#### Given instruction:
Find the line containing "[locate] rubber boot". Return it and every line after it, unchanged, up to and including the last line.

#### Available records:
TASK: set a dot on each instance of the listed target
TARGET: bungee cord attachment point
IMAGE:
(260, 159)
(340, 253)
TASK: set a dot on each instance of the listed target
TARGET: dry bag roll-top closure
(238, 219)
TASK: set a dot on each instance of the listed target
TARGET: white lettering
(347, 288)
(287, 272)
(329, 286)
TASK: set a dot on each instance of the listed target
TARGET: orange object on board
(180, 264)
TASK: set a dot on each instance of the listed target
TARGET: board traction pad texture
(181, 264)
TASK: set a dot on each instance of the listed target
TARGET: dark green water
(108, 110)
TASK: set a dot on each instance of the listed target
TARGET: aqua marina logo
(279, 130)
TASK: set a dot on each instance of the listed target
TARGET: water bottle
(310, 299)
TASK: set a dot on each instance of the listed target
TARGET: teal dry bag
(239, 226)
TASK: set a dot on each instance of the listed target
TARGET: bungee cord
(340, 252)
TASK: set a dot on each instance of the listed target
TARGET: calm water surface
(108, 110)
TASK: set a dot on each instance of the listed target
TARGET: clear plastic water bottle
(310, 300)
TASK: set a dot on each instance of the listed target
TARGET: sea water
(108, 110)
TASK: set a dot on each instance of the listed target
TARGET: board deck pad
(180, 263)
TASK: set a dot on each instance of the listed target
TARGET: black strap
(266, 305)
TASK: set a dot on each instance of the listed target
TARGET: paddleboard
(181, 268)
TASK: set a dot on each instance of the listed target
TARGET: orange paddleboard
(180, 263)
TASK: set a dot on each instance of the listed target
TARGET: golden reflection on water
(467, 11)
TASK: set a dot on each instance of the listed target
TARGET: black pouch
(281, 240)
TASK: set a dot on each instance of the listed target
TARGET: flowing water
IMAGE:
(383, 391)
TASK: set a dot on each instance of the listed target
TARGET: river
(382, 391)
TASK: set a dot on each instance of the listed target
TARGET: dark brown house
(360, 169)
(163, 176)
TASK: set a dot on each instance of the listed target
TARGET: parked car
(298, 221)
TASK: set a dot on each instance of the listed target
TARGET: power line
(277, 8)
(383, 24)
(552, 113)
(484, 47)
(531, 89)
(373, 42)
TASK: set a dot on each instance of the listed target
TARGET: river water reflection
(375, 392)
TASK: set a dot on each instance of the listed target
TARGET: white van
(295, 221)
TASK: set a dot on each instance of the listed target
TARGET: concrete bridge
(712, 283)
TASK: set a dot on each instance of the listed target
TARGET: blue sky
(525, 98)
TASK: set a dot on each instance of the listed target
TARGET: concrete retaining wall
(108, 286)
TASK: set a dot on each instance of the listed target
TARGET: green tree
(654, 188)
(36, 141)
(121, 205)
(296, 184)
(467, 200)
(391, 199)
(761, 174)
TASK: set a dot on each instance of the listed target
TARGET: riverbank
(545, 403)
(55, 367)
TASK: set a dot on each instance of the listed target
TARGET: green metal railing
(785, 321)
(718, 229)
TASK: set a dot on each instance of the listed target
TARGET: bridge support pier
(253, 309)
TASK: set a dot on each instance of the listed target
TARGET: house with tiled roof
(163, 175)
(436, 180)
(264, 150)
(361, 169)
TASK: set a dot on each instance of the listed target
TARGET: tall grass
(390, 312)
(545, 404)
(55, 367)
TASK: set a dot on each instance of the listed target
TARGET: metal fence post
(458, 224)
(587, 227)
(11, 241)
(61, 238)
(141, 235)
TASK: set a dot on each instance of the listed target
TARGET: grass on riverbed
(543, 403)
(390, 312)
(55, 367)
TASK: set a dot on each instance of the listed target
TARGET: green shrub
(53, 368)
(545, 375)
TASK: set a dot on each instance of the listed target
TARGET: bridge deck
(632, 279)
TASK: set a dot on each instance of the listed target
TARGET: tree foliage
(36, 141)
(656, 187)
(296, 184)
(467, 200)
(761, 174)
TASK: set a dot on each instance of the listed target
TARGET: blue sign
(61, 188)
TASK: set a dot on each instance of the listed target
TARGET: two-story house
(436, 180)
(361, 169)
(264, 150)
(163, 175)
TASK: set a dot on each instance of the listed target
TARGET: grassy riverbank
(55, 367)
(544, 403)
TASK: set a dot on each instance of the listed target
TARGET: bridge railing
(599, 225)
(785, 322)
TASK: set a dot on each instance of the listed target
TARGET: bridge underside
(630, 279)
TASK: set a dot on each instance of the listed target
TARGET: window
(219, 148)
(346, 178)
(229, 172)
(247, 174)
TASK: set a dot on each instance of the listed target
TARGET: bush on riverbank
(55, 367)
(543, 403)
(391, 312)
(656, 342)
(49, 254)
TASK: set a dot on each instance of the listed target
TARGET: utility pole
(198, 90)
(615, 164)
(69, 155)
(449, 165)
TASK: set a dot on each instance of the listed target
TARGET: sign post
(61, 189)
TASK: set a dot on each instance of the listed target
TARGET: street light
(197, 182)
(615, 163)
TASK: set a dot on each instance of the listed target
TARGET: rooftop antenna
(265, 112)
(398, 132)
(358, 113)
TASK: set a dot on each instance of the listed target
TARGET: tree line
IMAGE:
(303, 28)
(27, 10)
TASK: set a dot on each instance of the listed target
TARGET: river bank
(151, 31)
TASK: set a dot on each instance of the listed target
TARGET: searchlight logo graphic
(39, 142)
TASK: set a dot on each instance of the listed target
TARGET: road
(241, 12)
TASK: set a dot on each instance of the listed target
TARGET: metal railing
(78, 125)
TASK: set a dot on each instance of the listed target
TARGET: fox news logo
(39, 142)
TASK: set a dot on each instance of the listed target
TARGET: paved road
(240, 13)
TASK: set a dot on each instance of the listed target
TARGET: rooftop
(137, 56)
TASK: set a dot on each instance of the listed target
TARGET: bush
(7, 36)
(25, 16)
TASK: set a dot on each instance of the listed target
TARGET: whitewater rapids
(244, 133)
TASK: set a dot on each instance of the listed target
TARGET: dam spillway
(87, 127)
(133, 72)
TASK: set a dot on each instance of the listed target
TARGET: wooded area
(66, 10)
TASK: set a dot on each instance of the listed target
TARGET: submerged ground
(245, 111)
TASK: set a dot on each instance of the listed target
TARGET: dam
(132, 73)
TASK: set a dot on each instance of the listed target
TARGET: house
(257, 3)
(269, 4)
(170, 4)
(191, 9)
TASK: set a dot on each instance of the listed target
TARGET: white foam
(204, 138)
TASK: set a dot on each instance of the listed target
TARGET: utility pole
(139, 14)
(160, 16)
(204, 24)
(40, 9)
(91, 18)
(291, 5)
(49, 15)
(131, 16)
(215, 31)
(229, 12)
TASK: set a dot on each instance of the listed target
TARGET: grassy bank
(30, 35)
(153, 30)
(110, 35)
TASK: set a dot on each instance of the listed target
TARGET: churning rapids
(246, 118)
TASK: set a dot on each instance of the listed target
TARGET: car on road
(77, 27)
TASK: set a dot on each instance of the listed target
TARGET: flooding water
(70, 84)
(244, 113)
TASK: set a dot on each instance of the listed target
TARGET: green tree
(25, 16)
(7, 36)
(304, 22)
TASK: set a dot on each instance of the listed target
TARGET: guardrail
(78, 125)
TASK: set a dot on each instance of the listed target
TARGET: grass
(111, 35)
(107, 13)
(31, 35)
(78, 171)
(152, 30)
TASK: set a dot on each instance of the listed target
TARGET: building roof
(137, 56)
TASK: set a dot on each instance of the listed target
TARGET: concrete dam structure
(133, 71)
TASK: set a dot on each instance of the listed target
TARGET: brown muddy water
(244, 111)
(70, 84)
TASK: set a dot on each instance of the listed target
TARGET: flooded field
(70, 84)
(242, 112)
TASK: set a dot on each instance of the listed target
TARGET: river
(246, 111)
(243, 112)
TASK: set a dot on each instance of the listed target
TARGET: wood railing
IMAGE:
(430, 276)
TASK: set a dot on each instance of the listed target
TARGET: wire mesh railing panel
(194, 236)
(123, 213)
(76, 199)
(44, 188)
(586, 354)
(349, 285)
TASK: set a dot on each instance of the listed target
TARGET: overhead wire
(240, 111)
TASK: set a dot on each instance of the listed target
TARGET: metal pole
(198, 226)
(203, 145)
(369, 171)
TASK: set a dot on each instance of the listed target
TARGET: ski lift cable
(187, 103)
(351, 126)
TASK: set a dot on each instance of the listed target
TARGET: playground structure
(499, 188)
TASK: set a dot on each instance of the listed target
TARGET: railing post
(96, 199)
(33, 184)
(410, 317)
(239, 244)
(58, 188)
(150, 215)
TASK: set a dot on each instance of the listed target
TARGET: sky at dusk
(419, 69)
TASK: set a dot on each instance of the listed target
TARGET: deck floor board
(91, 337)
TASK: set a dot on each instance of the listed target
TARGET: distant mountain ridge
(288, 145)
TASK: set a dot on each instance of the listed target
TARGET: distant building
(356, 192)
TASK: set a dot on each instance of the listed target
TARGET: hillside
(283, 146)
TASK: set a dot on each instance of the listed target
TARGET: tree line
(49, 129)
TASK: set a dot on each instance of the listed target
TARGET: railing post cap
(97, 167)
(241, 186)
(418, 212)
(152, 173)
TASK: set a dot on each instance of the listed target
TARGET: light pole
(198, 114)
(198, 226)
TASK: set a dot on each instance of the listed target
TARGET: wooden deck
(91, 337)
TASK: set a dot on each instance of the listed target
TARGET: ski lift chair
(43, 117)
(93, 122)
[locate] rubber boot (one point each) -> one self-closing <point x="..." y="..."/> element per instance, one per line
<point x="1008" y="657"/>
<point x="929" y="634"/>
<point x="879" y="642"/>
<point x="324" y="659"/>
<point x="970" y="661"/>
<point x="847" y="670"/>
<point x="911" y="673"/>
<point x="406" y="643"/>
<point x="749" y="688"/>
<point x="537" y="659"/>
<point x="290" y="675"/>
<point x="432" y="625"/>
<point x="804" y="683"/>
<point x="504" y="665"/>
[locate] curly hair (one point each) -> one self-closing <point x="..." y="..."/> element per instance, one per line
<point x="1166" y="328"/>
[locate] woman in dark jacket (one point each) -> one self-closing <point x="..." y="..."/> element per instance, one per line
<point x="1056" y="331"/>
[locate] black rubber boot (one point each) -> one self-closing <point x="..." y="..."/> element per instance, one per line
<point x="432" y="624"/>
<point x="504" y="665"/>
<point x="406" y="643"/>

#### Answer to this problem:
[locate] rubber boot (one point each) -> one self-closing <point x="..." y="..."/> element per instance, one per line
<point x="1008" y="657"/>
<point x="929" y="634"/>
<point x="879" y="642"/>
<point x="324" y="659"/>
<point x="970" y="661"/>
<point x="847" y="670"/>
<point x="911" y="673"/>
<point x="406" y="643"/>
<point x="749" y="688"/>
<point x="537" y="659"/>
<point x="290" y="675"/>
<point x="432" y="625"/>
<point x="804" y="683"/>
<point x="504" y="665"/>
[locate] curly hair (one point each) -> one self-closing <point x="..." y="..."/> element per instance, one per line
<point x="1166" y="328"/>
[locate] woman in dark jacket (one point each) -> one self-closing <point x="..." y="..."/> element per instance, one per line
<point x="1056" y="331"/>
[locate] black rubber boot (one point each) -> one self-closing <point x="..." y="..."/> element per instance, one per line
<point x="432" y="624"/>
<point x="504" y="665"/>
<point x="406" y="643"/>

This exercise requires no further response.